(Records provided Opens)

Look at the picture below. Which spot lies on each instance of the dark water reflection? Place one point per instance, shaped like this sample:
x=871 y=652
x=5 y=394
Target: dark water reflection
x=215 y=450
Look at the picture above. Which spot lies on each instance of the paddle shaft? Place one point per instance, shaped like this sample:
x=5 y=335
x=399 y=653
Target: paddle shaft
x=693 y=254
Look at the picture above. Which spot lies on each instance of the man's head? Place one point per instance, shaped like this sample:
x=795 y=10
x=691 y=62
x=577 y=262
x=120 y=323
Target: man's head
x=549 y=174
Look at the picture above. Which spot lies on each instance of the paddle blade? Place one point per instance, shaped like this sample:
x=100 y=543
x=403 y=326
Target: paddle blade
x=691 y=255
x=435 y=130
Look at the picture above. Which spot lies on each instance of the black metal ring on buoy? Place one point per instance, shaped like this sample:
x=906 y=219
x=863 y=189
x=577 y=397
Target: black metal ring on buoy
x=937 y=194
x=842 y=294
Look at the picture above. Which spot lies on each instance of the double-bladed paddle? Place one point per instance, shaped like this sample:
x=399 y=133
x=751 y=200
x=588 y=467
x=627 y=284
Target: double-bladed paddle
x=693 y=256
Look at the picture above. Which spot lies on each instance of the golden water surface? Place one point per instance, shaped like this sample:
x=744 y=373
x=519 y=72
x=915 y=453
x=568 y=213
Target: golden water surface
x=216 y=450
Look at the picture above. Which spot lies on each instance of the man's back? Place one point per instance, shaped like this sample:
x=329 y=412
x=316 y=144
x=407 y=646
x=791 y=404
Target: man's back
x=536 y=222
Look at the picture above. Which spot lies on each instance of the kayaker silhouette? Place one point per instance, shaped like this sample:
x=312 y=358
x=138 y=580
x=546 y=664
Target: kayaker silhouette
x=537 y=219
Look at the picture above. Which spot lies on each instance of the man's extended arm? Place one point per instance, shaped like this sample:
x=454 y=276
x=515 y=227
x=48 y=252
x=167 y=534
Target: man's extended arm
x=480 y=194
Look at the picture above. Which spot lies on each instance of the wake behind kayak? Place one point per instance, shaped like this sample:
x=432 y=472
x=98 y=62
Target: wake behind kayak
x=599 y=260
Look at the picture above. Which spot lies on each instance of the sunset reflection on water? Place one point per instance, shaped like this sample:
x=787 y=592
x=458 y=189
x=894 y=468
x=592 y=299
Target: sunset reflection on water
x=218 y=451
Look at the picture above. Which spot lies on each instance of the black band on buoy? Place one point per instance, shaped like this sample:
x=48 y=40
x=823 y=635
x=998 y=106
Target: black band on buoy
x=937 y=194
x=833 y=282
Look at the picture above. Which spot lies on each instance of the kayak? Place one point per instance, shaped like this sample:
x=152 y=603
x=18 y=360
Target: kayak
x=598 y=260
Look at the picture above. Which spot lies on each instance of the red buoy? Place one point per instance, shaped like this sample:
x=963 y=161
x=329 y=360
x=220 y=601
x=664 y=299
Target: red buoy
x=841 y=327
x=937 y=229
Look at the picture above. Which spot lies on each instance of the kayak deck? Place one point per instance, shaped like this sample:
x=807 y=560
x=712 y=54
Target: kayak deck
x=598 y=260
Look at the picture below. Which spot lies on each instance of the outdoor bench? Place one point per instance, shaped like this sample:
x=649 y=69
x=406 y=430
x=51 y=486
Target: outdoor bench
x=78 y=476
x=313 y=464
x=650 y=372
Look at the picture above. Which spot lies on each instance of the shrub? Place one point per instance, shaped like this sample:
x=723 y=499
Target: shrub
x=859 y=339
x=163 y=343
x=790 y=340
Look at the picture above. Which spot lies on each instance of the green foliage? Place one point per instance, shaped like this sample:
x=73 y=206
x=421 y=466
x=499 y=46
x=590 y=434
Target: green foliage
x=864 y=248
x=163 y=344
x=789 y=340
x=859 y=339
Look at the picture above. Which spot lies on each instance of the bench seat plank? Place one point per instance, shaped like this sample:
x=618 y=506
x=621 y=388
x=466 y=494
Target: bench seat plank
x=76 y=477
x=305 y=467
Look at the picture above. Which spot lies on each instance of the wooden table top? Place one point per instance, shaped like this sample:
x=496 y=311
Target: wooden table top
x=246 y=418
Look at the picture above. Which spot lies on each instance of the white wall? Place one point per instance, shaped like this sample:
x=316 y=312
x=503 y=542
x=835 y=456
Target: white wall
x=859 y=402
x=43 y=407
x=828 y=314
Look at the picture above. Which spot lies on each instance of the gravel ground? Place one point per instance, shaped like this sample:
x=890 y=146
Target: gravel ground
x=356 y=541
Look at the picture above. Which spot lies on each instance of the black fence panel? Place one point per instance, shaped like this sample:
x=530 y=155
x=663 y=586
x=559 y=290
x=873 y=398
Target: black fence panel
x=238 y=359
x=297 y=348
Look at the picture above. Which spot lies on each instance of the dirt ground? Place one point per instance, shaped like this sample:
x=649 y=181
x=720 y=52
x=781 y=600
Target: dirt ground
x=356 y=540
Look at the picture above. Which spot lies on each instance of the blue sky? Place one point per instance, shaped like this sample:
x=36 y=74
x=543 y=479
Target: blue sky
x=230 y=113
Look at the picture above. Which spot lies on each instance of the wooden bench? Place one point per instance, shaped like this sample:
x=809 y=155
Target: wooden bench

(Records provided Closes)

- _What is being asked_: Transcribe the records in full, so that each line reads exactly as before.

- _Response to this task_:
Look at the picture below. Which spot lies on each instance of the dark water reflection? Place one point per instance, shaped like this sample:
x=871 y=652
x=5 y=394
Target: dark water reflection
x=215 y=450
Look at the picture above. Which spot lies on each instance of the paddle shaft? Place one point per instance, shaped like this sample:
x=5 y=335
x=399 y=653
Target: paddle shaft
x=693 y=254
Look at the picture above. Which spot lies on each instance of the man's head? Place one point per instance, shaped like this sample:
x=795 y=10
x=691 y=62
x=577 y=262
x=120 y=323
Target: man's head
x=549 y=174
Look at the picture above. Which spot lies on each instance of the paddle blade? Place one point per instance, shaped like this sample:
x=100 y=543
x=403 y=326
Target: paddle blade
x=691 y=255
x=435 y=130
Look at the picture above. Which spot lies on each instance of the black metal ring on buoy? Place one point per instance, shaped like this sample:
x=906 y=219
x=863 y=189
x=577 y=397
Target: black metal ring on buoy
x=937 y=194
x=842 y=294
Look at the picture above. Which spot lies on each instance of the double-bladed paddle? Place one point per instance, shaped like this sample:
x=399 y=133
x=751 y=200
x=588 y=467
x=627 y=284
Target: double-bladed paddle
x=693 y=256
Look at the picture above. Which spot lies on each instance of the golden water surface? Place one point per instance, shaped like this sample:
x=744 y=373
x=519 y=72
x=915 y=453
x=568 y=213
Target: golden water surface
x=216 y=450
Look at the picture above. Which spot lies on each instance of the man's back? Place one point per instance, shaped like this sample:
x=329 y=412
x=316 y=144
x=407 y=646
x=791 y=404
Target: man's back
x=536 y=222
Look at the picture above. Which spot lies on each instance of the kayaker silhouette? Place one point per instance, shaped like this sample:
x=312 y=358
x=138 y=580
x=546 y=664
Target: kayaker silhouette
x=537 y=219
Look at the picture above. Which spot lies on each instance of the man's extended arm? Place one point per instance, shaped like this sample:
x=454 y=276
x=515 y=227
x=48 y=252
x=167 y=534
Target: man's extended arm
x=480 y=194
Look at the picture above. Which spot lies on each instance of the wake behind kayak? Place one point per instance, shaped like this sample:
x=432 y=472
x=98 y=62
Target: wake behind kayak
x=599 y=260
Look at the picture above. Which spot lies on each instance of the sunset reflection on water? Place one point per instance, shaped like this sample:
x=787 y=592
x=458 y=189
x=894 y=468
x=592 y=299
Target: sunset reflection on water
x=218 y=451
Look at the picture above. Which spot lies on each instance of the black band on buoy? Place one point per instance, shaped like this sample:
x=48 y=40
x=823 y=635
x=998 y=106
Target: black band on buoy
x=937 y=194
x=833 y=282
Look at the picture above. Which spot lies on each instance of the kayak? Place one point per instance, shaped like this sample:
x=152 y=603
x=18 y=360
Target: kayak
x=598 y=260
Look at the picture above. Which spot lies on each instance of the red buoy? Place one point per instance, shaped like this sample:
x=963 y=161
x=329 y=360
x=220 y=601
x=664 y=299
Target: red buoy
x=841 y=327
x=937 y=229
Look at the picture above. Which spot lies on each instance of the kayak deck? Place one point per instance, shaped like this sample:
x=807 y=560
x=712 y=54
Target: kayak deck
x=598 y=260
Look at the picture below. Which spot lies on each instance of the outdoor bench? Place one point per instance, shaped like this sample:
x=649 y=69
x=406 y=430
x=51 y=486
Target: outdoor bench
x=78 y=476
x=313 y=464
x=650 y=372
Look at the picture above. Which spot lies on each instance of the shrub? Place one point per instance, shaped like this sample:
x=723 y=499
Target: shrub
x=859 y=339
x=163 y=343
x=790 y=340
Look at the picture above. Which spot lies on each instance of the green foliage? Place one point per instance, shaped like this sample:
x=73 y=206
x=421 y=466
x=499 y=46
x=590 y=434
Target: green foliage
x=864 y=248
x=163 y=344
x=789 y=340
x=859 y=339
Look at the picture above. Which spot lies on each instance of the bench seat plank? Place one point per instance, shaped like this sample:
x=618 y=506
x=621 y=388
x=466 y=494
Target: bench seat plank
x=76 y=477
x=305 y=467
Look at the picture above. Which spot lies on each instance of the wooden table top? Place one point per instance, shaped like this sample:
x=496 y=311
Target: wooden table top
x=246 y=418
Look at the picture above. Which spot lies on each instance of the white wall? Place one point per instance, shaped like this sample:
x=316 y=312
x=503 y=542
x=835 y=456
Target: white wall
x=859 y=402
x=43 y=407
x=828 y=314
Look at the picture above. Which spot lies on each instance of the gravel ground? Place one point per instance, shaped like this sample:
x=890 y=146
Target: gravel ground
x=356 y=541
Look at the picture above. Which spot lies on each instance of the black fence panel? Place one point per instance, shaped like this sample:
x=530 y=155
x=663 y=586
x=559 y=290
x=873 y=398
Target: black fence panel
x=238 y=359
x=297 y=348
Look at the picture above. Which spot lies on each instance of the dirt ground? Place one point per instance, shaped like this sample:
x=649 y=181
x=720 y=52
x=781 y=600
Target: dirt ground
x=356 y=540
Look at the picture above. Which spot lies on each instance of the blue sky? Place one point per instance, shaped like this sample:
x=36 y=74
x=543 y=479
Target: blue sky
x=230 y=113
Look at the picture above. Which spot lies on each instance of the wooden bench? Place one point per instance, shaped like this sample:
x=809 y=155
Target: wooden bench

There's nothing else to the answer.